_PROMPT A_:
Answer these questions from the article on Joanna Nell's writing courses:
(i) What full-time career was Joanna Nell pursuing when she enrolled in Creative Writing Stage 1?
(ii) For how long did she lie flat on her back after the surgical reattachment of her hamstrings?
(iii) Who taught the Novel Writing Essentials course?
_PROMPT B_: Set down the passage of the article on Joanna Nell's writing courses that runs from "What did Joanna" down to "I’d discovered radium.".

_DOCUMENT EXCERPT_:

************

An unexpected incident led Joanna Nell to the Australian Writers’ Centre and the subsequent publishing of her feel-good debut novel The Single Ladies of Jacaranda Retirement Village (Hachette Australia).
“I enrolled in Creative Writing Stage 1 when I was wrangling a full-time career as a GP, as well as a taxi service and personal assistant to two teenagers. I was in my mid-forties and like every busy parent, simply trying to get through to Friday without crashing. I did very little for myself and had few hobbies beyond reading and ironing.
“However, my life changed in a split second when I did the actual splits in the middle of a Ten Pin Bowling alley. To add to the considerable physical pain, was the humiliation of leaving the parent-student social night at my son’s new school in an ambulance.
“There was, however, a silver lining to lying flat on my back for six weeks after the surgical reattachment of my hamstrings, in the form of some valuable thinking time. I saw a message written in the cobwebs hanging from the ceiling fan. Not only was the universe telling me I should do more dusting, but that now was the perfect time to get round to all the things I’d been putting off in life, and writing for pleasure was at the top of the list.”
Joanna says she devoured the Creative Writing Stage 1 modules during her recuperation and never regretted signing up for that first course.
“Having completed Creative Writing Stage 1, I immediately enrolled in Stage 2 – Advanced Fiction Writing Techniques. By now I’d gained enough skill and confidence to write and submit a couple of short stories. I also began work on a novel around this time, which subsequently led me to the Novel Writing Essentials course with Pamela Freeman.”
What did Joanna learn from AWC?
From the outset, Joanna says she felt as though Creative Writing Stage 1 was written just for her!
“The course was the absolute nuts and bolts approach I was looking for. I loved the logical step-by-step approach to the craft of writing. It sounds strange but although I’d been a voracious reader all my life, I’d never stopped to consider how a book was actually written, or even that it was divided into a series of scenes with a defined structure. It’s obvious now, but at the time I thought I’d discovered radium.
“The most useful part of that first course was also the most terrifying, and that was submitting a piece of writing for critique. Learning to give and receive feedback is fundamental to improving as a writer, and the way this was handled was both safe and encouraging.
“I also enjoyed meeting other aspiring writers, both online and in the case of the Novel Writing Essentials course, face-to-face. In fact, I’ve kept in touch with several other writers from Pamela’s course and we have continued to support each other on our individual writing journeys.”
Prior to enrolling Joanna says she hadn’t given much thought to how a book was produced or published, but learning more about the industry helped her to understand what publishers were looking for, which helped her to secure a contract.
“Not only have the courses given me the tools to write and publish my first novel but the AWC has also opened my eyes to the publishing industry in a wider sense.

************

(A block of data)
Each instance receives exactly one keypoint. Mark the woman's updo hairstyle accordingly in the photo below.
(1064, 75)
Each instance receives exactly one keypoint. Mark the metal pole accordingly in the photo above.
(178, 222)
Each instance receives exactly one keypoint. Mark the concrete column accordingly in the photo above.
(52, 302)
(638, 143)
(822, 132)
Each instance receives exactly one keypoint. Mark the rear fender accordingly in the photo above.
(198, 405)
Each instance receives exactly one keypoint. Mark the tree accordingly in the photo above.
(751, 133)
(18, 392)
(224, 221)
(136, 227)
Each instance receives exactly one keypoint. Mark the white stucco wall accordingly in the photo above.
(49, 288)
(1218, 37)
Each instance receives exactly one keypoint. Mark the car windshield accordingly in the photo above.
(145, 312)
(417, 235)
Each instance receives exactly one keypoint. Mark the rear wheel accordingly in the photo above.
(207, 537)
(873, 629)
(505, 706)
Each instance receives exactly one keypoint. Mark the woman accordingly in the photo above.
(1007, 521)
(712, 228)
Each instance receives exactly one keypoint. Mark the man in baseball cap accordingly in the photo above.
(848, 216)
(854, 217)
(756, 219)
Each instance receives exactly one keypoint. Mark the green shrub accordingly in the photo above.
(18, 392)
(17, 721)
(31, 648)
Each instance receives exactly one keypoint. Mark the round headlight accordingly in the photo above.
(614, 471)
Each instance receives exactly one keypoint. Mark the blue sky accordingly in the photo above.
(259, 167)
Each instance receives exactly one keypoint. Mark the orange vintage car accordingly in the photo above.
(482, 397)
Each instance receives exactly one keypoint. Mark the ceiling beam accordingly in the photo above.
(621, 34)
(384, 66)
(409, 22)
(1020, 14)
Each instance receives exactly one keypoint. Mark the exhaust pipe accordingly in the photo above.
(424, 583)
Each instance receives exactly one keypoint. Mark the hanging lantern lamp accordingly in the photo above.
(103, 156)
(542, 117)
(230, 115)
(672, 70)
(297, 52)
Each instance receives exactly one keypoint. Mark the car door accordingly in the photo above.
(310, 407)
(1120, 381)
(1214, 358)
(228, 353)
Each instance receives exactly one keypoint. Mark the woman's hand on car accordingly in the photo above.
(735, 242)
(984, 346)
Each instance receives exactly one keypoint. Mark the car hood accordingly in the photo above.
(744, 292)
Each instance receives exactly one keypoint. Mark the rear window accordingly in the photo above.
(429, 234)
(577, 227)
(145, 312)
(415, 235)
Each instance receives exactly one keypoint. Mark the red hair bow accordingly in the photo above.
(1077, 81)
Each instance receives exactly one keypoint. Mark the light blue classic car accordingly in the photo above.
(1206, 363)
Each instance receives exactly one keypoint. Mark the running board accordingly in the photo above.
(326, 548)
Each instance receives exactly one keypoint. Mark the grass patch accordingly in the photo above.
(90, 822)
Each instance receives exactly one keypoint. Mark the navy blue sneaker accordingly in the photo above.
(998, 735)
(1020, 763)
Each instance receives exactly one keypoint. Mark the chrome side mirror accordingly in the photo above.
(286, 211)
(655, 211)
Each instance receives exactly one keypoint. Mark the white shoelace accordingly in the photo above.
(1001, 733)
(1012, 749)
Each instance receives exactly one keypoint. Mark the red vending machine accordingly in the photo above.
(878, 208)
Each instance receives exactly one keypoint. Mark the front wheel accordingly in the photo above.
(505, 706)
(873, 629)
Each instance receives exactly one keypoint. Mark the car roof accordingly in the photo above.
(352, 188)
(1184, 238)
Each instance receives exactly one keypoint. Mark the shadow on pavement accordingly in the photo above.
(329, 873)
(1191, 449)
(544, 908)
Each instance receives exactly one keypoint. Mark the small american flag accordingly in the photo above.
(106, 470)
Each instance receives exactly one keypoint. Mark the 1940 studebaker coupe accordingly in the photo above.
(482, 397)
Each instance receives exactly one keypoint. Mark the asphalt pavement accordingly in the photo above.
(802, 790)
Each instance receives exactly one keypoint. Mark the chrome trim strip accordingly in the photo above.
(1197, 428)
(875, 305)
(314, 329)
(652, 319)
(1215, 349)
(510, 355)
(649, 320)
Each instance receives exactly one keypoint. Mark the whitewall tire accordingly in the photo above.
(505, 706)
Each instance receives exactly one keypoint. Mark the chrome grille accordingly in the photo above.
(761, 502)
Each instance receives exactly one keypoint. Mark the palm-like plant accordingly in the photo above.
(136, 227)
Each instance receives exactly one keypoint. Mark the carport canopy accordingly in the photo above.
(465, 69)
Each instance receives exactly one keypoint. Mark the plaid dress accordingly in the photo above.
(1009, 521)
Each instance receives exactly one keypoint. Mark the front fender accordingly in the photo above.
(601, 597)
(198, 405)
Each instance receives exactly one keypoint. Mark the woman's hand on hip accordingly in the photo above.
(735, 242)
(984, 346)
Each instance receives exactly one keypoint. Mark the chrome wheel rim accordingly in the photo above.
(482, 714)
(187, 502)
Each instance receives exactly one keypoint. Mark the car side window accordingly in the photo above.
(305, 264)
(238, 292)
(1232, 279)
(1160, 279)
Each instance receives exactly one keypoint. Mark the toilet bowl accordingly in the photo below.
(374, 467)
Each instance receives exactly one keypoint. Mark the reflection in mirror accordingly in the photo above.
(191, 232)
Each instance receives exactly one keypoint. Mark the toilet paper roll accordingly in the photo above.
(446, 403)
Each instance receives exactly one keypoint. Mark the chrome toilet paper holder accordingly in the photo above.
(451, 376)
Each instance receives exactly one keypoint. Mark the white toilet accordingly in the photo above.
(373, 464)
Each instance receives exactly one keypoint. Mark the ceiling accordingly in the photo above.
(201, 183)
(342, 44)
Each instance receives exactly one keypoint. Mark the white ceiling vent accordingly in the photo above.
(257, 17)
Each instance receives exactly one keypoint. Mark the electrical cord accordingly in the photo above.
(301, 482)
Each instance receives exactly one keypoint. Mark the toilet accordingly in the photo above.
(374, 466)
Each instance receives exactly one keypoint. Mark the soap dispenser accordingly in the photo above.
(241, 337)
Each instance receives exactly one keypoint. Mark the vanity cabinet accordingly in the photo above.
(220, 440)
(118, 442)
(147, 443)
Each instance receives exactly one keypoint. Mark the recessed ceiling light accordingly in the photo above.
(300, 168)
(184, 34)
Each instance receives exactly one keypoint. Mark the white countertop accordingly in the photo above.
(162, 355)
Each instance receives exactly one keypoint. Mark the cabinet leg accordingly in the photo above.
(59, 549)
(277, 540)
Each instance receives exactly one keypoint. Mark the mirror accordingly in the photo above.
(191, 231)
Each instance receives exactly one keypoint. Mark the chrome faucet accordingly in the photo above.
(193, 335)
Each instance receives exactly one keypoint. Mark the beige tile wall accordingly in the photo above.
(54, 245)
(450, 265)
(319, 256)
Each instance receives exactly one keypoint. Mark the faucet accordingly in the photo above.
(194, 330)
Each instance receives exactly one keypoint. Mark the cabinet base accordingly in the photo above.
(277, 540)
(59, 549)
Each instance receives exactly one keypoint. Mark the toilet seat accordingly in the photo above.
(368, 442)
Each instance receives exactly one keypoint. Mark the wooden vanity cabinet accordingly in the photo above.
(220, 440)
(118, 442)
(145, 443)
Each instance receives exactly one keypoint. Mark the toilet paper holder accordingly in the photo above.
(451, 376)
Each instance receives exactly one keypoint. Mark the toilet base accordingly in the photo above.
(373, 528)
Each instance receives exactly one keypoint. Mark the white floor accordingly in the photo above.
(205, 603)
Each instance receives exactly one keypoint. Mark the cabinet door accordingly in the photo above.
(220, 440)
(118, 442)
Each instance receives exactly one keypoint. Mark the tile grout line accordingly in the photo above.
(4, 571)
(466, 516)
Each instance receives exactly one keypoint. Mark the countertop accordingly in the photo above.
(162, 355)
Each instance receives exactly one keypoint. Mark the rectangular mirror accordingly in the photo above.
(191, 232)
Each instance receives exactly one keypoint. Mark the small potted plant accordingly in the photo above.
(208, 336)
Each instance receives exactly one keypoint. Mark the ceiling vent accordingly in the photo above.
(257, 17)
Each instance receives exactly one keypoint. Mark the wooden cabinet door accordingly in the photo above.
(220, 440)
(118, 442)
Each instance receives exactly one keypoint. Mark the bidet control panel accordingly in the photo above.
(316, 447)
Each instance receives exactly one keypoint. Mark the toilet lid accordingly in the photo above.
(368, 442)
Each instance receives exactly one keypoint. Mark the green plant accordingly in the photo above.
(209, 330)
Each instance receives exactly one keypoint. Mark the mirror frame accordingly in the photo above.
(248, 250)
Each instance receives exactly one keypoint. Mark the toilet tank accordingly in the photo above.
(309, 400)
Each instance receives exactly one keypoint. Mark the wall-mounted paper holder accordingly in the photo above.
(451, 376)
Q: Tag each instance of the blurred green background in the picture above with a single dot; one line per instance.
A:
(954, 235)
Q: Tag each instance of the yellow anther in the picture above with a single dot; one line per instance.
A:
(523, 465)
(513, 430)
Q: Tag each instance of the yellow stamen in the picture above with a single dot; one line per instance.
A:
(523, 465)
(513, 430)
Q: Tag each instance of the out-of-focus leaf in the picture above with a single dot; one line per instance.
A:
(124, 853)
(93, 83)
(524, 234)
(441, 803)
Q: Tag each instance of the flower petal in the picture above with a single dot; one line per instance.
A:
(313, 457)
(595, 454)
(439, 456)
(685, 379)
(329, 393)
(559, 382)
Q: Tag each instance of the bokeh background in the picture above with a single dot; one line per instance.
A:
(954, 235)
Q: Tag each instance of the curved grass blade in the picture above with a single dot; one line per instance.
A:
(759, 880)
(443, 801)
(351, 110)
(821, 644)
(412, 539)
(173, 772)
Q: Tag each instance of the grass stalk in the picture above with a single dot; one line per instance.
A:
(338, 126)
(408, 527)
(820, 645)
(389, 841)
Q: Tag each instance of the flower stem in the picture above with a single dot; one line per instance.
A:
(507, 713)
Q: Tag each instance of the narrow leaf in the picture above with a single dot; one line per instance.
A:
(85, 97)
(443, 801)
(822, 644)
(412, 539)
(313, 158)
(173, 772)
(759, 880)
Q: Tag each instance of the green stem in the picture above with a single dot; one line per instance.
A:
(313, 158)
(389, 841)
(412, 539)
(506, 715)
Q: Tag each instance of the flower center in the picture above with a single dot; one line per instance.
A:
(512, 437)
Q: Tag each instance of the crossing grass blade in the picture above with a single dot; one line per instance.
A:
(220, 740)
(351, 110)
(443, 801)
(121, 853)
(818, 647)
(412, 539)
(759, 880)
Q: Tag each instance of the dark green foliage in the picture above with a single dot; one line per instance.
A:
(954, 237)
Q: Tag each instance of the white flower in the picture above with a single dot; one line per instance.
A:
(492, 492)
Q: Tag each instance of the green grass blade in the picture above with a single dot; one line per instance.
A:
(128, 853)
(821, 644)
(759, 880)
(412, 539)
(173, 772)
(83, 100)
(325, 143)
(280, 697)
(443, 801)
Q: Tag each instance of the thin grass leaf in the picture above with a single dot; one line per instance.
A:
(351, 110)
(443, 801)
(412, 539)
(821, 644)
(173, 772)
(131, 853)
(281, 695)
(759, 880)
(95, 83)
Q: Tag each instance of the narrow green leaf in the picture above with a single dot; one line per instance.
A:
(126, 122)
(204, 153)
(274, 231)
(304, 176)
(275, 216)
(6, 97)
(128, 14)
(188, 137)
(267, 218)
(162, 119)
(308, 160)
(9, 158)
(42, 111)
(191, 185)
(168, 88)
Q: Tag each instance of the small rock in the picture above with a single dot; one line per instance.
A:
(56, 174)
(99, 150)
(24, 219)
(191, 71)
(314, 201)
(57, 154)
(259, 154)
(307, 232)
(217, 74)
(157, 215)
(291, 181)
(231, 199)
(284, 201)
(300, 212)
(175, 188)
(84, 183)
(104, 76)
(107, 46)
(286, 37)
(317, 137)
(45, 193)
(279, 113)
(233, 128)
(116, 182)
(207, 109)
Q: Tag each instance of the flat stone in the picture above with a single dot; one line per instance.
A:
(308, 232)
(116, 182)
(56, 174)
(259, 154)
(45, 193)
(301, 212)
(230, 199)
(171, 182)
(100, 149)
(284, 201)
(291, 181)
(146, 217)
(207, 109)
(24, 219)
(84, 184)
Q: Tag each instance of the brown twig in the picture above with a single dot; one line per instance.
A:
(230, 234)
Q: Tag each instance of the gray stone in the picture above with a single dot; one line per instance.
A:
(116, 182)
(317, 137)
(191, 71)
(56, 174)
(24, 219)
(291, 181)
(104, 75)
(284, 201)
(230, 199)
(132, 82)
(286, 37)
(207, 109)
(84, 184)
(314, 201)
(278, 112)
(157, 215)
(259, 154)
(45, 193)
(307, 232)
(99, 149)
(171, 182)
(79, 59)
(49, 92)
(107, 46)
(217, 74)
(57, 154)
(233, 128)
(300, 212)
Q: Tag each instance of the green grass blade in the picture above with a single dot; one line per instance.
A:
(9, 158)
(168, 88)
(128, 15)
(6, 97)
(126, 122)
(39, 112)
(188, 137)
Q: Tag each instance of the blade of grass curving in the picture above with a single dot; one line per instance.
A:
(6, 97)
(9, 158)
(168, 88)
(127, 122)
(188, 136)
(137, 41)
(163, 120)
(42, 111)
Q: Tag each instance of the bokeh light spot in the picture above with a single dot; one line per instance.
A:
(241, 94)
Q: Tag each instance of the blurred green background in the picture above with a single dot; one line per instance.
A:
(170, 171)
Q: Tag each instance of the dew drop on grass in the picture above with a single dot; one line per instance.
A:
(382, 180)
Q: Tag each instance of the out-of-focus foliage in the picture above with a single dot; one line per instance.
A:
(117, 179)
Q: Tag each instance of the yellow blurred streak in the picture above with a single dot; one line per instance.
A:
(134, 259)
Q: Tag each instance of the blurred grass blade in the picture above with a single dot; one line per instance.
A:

************

_EXPECTED ANSWER A_:
(i) She was working full-time as a GP.
(ii) Six weeks.
(iii) Pamela Freeman.

_EXPECTED ANSWER B_:
What did Joanna learn from AWC?
From the outset, Joanna says she felt as though Creative Writing Stage 1 was written just for her!
“The course was the absolute nuts and bolts approach I was looking for. I loved the logical step-by-step approach to the craft of writing. It sounds strange but although I’d been a voracious reader all my life, I’d never stopped to consider how a book was actually written, or even that it was divided into a series of scenes with a defined structure. It’s obvious now, but at the time I thought I’d discovered radium.